** Try it **
A word-for-word copy of the whole listing is the required answer.

** Task input **
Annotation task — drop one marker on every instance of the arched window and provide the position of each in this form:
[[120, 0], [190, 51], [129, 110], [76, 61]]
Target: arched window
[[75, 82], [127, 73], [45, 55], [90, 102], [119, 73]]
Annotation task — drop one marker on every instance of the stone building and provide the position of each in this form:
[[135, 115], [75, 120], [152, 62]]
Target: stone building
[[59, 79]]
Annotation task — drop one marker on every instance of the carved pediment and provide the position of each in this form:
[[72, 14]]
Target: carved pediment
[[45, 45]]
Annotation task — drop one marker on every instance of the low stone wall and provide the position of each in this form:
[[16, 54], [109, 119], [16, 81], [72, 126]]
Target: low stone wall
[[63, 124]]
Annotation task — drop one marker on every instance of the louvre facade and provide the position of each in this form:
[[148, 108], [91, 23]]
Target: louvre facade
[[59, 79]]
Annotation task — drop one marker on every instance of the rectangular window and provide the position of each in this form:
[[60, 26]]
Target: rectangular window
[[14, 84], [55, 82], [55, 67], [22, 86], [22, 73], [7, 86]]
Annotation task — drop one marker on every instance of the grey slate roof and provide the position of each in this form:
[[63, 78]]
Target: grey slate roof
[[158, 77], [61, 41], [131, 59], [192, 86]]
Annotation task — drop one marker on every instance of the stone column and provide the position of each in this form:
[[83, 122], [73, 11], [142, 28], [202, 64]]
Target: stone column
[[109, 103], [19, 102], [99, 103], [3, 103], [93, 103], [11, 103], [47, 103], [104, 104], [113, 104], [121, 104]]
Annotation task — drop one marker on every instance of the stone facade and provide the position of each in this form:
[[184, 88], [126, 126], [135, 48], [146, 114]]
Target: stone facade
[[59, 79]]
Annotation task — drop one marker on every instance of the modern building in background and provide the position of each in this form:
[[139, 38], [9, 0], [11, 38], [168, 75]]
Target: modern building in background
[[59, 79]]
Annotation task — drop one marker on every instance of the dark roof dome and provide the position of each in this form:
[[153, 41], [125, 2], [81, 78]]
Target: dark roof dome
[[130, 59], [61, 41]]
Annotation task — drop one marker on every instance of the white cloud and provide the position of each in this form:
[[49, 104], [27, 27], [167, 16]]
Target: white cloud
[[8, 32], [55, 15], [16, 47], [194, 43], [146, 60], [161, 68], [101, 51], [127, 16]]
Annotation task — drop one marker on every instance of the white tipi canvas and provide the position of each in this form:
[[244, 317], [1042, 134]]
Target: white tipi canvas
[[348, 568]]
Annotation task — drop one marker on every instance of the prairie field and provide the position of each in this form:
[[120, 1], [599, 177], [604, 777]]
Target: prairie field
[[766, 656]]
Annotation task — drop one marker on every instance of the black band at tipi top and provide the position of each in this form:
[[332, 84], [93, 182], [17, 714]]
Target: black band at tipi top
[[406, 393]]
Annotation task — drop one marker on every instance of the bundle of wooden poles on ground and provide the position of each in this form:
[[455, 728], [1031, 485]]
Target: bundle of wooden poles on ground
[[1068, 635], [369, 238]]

** Answer area **
Annotation task — drop one marker on every instance of the arched window and provide the position of each in this form:
[[120, 0], [190, 51], [129, 110], [76, 61]]
Target: arched window
[[75, 82], [127, 73], [45, 55], [90, 102], [119, 73]]
Annotation task — drop one marker on every instance of the stone building and provide the position of each in this form:
[[135, 115], [75, 120], [152, 62]]
Target: stone building
[[59, 79]]
Annotation task — drop one marker on every instance of the carved pediment and provide the position of each in this form:
[[72, 14]]
Target: carved pediment
[[45, 45]]
Annotation task — drop one marker on every instance of the low stone wall and provide the position of each in this form:
[[16, 54], [109, 119], [16, 81], [72, 126]]
Target: low stone wall
[[63, 124]]
Annotation task — drop one marker on every instance of the louvre facade and provide the position of each in this form:
[[148, 108], [91, 23]]
Target: louvre facade
[[59, 79]]
Annotation task — drop one marker on every instance of the rectangular window and provide the position of each in this form:
[[60, 26]]
Target: rectangular window
[[14, 84], [55, 82], [55, 67], [22, 86], [22, 73], [7, 86]]
Annotation task — drop one marker on every instance of the grey slate roof and provide the position of each in this form:
[[63, 78]]
Target: grey slate roof
[[158, 77], [61, 41], [131, 59], [192, 86]]
Annotation task — drop one marker on every instance of the stone column and provide the position of each in this form:
[[83, 122], [73, 11], [142, 28], [202, 64]]
Target: stone column
[[109, 103], [19, 102], [99, 103], [3, 103], [93, 103], [11, 103], [47, 103], [104, 104], [113, 104], [121, 104]]
Annotation task — drop one marker on every instance of the stone facade and provide the position of each in this form:
[[184, 88], [126, 126], [135, 48], [146, 114]]
Target: stone facade
[[59, 79]]
Annotation task — drop one marker on every instance of the modern building in background and provide the position of each in this form:
[[139, 38], [9, 0], [11, 38], [168, 75]]
Target: modern building in background
[[59, 79]]
Annotation task — drop one marker on every instance of the dark roof dome and provide the position of each in this form:
[[153, 41], [125, 2], [81, 78]]
Target: dark roof dome
[[130, 59], [61, 41]]
Annotation task — drop one marker on every instance of the white cloud and provide the position of each in this form:
[[49, 104], [27, 27], [167, 16]]
Target: white cloud
[[8, 32], [55, 15], [16, 47], [194, 43], [146, 60], [161, 68], [101, 51], [127, 16]]
Annotation task — drop one marker on every instance of the white tipi canvas and provide the position of each in this form:
[[244, 317], [1042, 134]]
Target: white tipi canvas
[[348, 568]]
Annotation task — drop one marker on every instance of the prairie field and provide the position of each in this form:
[[120, 1], [599, 177], [604, 777]]
Target: prairie field
[[766, 656]]
Annotation task — drop one marker on every instance of the black band at tipi top and provide the position of each in this form:
[[332, 84], [93, 182], [17, 714]]
Target: black band at tipi top
[[406, 393]]
Annotation task — drop one marker on every instance of the bundle of wooden poles on ground and provide the position of each in this form:
[[455, 728], [1031, 485]]
Target: bundle of wooden poles on ground
[[1068, 635], [369, 238]]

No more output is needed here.